▶ What the task requires: Print the part of the passage about codependency and a partner's drinking between "The other night" and "about her drinking.", inclusive.

▶ Text under study:
::::::::::

Aside from the codependency, it is scary moving forward to think that the life we thought we were going to have with the person we love might not in fact turn out the way we had hoped it would.

Working through that codependency issue with knowledge, counseling, therapy, al-anon, is the way we learn to free ourselves from ourselves, our unhealthy thoughts, our obsessive thoughts and our over sense of being responsible to fix another human being because we love them. It’s often extremely difficult to work on our own issues while we are so obsessed with someone else’s.

The other night she told me that people who don't drink are weird and how could anybody possibly have any fun socially without drinking?
That statement shows you just how much of her life is centered around alcohol. Addiction lives in the same part of their brain that tells them to breath.

Now you want to tell her to stop breathing, no that is not going to go over very well and don’t be surprised if she chooses the booze over the relationship.

That is why you need to be fully prepared before you even open up to a discussion, debate and eventfully an argument about her drinking.

::::::::::

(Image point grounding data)
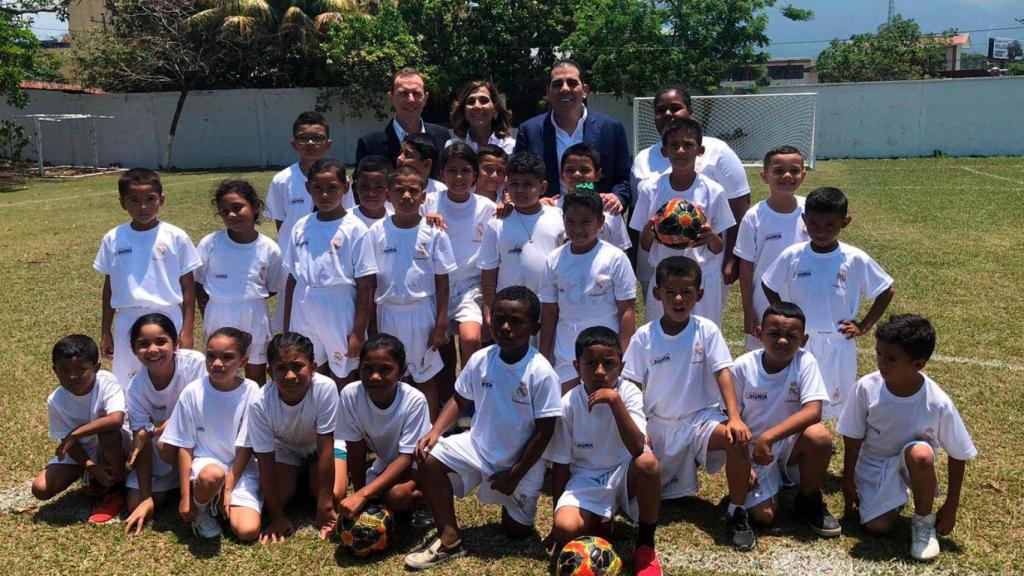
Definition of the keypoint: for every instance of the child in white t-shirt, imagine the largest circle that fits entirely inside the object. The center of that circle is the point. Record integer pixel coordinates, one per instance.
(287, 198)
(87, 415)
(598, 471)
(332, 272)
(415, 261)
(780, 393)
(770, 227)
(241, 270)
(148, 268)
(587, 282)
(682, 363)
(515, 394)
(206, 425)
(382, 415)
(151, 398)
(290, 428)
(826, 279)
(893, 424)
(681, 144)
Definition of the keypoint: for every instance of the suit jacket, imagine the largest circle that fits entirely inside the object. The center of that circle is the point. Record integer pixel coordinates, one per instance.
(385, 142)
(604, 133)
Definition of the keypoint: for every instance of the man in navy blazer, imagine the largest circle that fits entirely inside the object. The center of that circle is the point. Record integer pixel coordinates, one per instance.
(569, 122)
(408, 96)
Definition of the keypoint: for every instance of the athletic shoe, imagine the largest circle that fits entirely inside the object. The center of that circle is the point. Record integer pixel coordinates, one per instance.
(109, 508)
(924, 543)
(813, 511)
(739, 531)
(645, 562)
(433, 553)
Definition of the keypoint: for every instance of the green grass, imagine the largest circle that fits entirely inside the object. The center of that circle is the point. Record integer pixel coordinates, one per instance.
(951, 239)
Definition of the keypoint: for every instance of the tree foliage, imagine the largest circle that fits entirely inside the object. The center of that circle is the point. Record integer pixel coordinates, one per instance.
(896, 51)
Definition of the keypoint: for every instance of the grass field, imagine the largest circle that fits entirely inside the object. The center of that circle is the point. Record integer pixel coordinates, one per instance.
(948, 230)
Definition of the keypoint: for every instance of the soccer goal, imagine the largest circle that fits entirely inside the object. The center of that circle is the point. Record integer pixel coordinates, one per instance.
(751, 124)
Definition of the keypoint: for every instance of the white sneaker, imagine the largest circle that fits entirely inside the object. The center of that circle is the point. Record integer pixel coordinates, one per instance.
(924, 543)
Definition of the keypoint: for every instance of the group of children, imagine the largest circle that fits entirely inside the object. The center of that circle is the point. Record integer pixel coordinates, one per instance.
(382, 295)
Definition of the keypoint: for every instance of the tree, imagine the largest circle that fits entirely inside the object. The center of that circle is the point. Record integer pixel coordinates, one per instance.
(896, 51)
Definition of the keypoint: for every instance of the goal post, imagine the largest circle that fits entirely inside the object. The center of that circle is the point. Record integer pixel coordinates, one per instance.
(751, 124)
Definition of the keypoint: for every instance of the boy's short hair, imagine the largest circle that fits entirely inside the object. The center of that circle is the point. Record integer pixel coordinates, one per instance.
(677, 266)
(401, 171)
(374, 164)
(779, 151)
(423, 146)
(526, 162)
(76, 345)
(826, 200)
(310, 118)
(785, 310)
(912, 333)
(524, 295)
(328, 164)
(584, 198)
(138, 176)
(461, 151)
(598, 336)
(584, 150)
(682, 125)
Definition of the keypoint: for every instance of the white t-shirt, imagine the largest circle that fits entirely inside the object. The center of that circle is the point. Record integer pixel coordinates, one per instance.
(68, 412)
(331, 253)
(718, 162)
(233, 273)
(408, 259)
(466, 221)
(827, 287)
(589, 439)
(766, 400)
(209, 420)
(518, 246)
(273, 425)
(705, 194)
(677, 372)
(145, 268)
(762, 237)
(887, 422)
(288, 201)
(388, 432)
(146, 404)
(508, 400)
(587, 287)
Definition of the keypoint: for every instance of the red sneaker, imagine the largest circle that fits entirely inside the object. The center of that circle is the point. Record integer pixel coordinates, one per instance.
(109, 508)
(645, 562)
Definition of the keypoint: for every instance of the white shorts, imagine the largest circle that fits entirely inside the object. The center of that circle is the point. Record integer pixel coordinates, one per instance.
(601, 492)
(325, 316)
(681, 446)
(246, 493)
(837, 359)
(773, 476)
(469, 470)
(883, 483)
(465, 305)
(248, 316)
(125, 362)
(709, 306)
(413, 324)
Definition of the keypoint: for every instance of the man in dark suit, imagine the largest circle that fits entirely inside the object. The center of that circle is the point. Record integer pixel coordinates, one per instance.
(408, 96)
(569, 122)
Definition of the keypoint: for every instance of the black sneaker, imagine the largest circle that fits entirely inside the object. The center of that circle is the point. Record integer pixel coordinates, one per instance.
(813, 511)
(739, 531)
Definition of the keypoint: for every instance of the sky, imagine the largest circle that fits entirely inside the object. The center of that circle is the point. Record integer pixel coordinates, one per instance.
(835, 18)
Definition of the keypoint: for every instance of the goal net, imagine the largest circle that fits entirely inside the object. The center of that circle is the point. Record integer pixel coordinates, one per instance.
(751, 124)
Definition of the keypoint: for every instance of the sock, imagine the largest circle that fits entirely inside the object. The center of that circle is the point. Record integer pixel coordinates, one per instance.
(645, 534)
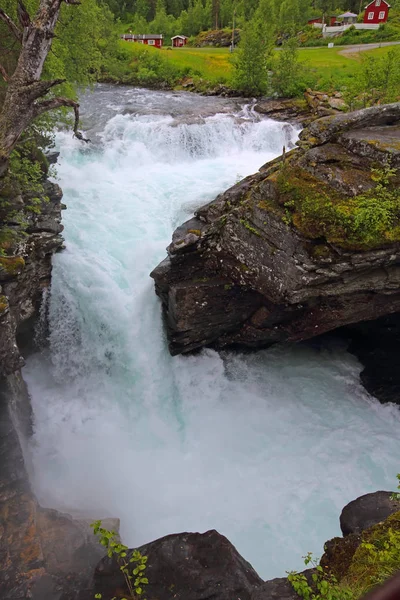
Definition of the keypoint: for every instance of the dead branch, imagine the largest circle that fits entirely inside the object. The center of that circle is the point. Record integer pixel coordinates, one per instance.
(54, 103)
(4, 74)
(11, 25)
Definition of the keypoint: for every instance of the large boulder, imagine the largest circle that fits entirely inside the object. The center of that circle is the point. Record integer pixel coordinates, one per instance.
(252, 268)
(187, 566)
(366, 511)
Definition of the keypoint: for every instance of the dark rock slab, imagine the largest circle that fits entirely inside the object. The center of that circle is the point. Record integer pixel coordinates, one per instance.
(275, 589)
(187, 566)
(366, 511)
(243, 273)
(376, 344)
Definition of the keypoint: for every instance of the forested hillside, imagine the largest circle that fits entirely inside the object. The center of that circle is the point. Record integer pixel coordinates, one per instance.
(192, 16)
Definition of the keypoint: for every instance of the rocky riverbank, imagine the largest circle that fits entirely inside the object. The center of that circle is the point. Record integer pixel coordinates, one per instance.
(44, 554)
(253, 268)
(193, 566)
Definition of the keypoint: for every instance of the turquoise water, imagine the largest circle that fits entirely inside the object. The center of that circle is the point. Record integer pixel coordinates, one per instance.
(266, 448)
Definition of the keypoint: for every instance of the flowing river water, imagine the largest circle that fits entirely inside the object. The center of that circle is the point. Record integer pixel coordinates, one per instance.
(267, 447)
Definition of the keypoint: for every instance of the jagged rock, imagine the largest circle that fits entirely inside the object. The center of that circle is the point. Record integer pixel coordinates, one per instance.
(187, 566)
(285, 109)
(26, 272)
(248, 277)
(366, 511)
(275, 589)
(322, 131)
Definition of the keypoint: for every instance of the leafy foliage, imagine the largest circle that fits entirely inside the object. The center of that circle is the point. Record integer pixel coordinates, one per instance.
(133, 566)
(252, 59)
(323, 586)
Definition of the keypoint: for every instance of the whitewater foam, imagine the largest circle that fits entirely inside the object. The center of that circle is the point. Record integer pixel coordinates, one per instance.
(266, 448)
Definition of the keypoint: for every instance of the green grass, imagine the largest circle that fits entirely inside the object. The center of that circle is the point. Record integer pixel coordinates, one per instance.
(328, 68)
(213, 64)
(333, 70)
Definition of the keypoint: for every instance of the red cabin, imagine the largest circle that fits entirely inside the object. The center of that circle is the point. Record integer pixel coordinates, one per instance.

::::::::::

▶ Response below:
The other night she told me that people who don't drink are weird and how could anybody possibly have any fun socially without drinking?
That statement shows you just how much of her life is centered around alcohol. Addiction lives in the same part of their brain that tells them to breath.

Now you want to tell her to stop breathing, no that is not going to go over very well and don’t be surprised if she chooses the booze over the relationship.

That is why you need to be fully prepared before you even open up to a discussion, debate and eventfully an argument about her drinking.